Rewrite the records below, replacing every occurrence of "axis-aligned rectangle" with "axis-aligned box" and leaving everything else unchanged.

[start DATA FOR PROCESSING]

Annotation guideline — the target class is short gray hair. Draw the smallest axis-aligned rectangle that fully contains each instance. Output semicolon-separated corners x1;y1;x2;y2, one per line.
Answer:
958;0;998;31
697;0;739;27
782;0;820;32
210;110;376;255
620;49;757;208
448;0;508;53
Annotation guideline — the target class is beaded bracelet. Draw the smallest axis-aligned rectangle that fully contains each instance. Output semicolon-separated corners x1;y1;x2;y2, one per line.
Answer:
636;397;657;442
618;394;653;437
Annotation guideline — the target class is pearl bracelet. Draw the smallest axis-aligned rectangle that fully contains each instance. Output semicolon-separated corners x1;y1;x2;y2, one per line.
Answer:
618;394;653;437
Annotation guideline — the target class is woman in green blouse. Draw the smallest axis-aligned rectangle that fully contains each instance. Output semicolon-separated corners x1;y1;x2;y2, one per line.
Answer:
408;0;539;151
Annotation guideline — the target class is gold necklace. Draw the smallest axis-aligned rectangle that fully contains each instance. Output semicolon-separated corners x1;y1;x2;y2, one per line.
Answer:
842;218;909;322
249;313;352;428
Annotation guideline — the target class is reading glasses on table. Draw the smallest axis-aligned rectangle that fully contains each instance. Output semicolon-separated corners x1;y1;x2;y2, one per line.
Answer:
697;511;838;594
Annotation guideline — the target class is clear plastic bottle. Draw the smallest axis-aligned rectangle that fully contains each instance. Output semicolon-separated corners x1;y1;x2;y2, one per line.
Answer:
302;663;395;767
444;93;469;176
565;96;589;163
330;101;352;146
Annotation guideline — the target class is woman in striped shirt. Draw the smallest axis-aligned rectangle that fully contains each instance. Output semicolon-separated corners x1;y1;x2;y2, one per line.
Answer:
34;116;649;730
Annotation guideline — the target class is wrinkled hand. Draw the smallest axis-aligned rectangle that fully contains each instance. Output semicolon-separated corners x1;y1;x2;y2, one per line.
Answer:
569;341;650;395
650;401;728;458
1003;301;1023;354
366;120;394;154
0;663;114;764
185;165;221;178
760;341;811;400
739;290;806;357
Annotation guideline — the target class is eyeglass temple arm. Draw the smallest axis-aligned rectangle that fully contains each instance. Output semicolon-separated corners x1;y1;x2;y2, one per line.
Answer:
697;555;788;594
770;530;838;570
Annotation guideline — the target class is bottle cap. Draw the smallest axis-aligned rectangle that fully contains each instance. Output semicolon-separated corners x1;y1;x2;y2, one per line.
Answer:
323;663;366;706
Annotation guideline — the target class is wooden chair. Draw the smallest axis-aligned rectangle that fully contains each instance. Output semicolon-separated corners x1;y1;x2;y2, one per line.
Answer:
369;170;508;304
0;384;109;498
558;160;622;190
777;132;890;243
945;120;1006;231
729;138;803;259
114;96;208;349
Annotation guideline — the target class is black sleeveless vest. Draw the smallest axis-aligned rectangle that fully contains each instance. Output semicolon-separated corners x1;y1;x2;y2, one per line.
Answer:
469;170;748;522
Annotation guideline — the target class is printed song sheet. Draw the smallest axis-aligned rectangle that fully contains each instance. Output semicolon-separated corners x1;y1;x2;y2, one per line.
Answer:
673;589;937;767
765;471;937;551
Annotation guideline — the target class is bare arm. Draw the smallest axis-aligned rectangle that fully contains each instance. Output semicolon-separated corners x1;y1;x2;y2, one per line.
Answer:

[end DATA FOR PROCESSING]

RESPONSE:
Annotation guideline — the target class is short gray hair. Draw the smallest axis-aligned box that fully contains each instance. Output semicolon-separated corners x1;y1;x2;y2, one per line.
Answer:
958;0;998;31
697;0;739;27
782;0;820;32
210;110;376;255
620;49;757;208
448;0;508;53
Annotation guideline — the target class is beaded bracelet. Draw the smallest axis-aligned box that fully contains each instance. Output semicolon-separated corners x1;y1;x2;y2, one per line.
Answer:
636;397;657;442
618;394;653;437
Annotation guideline — the target class is pearl bracelet. Draw the smallest axis-aligned box that fully contains each instance. Output semicolon-separated corners x1;y1;x2;y2, one per line.
Answer:
618;394;653;437
Annotation guideline — the target class is woman in green blouse. Draw the smallest axis-aligned box that fully contains each instance. Output semicolon-separated corners x1;y1;x2;y2, one per line.
Answer:
408;0;539;151
Annotation guideline — the target class is gold necklace. Draw the smallest axis-aligned box that fully contains each instance. Output semicolon-separated corners x1;y1;x2;y2, one per line.
Answer:
842;218;909;322
249;313;352;428
Annotation guideline — the target class is reading glasses on table. Draw the smallest axis-aligned box that fully contains each instance. Output semicolon-separated corners x1;y1;x2;y2, one per line.
Answer:
697;511;838;594
Annotation guideline — the target class is clear plastic bottle. Draw the smallest axis-aligned box that fully contains each instance. Output semicolon-separated corners x1;y1;x2;y2, one per line.
Answer:
302;663;395;767
444;93;469;176
565;96;589;163
330;101;352;146
Annotation guideline — the target class is woman in striped shirt. Draw the smallest axis-aligned box that fully contains each instance. Output semicolon-separated corners x1;y1;x2;y2, one per line.
Answer:
34;116;649;730
Annotation guideline — the target class is wrinkled hand. Draw the smallest axis-aligned box that fully contains each instance. Output semicolon-separated corners x1;y1;x2;y2, one per line.
Answer:
569;341;650;395
650;401;728;458
1003;301;1023;354
366;120;394;154
0;663;114;764
185;165;221;178
760;341;811;400
739;290;806;357
Annotation guideline — the target class is eyeglass temple arm. Draw the smallest axis-aligned box that fully contains each instance. Output semicolon-separated corners x1;y1;x2;y2, one per line.
Answer:
697;555;788;594
770;530;838;570
Annotation guideline — the target class is bottle cap. Draw the smallest axis-aligned box that fully contains each instance. Output semicolon-separated corners x1;y1;x2;y2, one per line.
Answer:
323;663;366;706
Annotation guideline — the target class is wooden chair. Draw the smallest axis-aligned box that fully contains each instance. Output semicolon-separated corners x1;y1;x2;y2, one per line.
Answer:
369;170;508;304
0;384;109;498
558;160;622;190
777;132;890;243
945;120;1006;231
729;138;803;259
114;96;208;349
Annotation guideline — the target class is black sleeveless vest. Draw the smallest axis-aligned box that fully contains each instance. Output semicolon-separated corners x1;y1;x2;y2, one per line.
Answer:
469;170;748;522
Annotation guideline — the target class is printed song sheet. Draw the smallest axis-aligned box that fully contains each instance. Output semicolon-separated corners x1;y1;x2;y2, one per line.
Answer:
673;589;937;767
765;471;937;551
Annotation guideline — the target class is bare arm. Draw the smallest axis-aligned box that fully contains each instance. Output semicolon-separated corners x1;y1;x2;y2, one per line.
Answer:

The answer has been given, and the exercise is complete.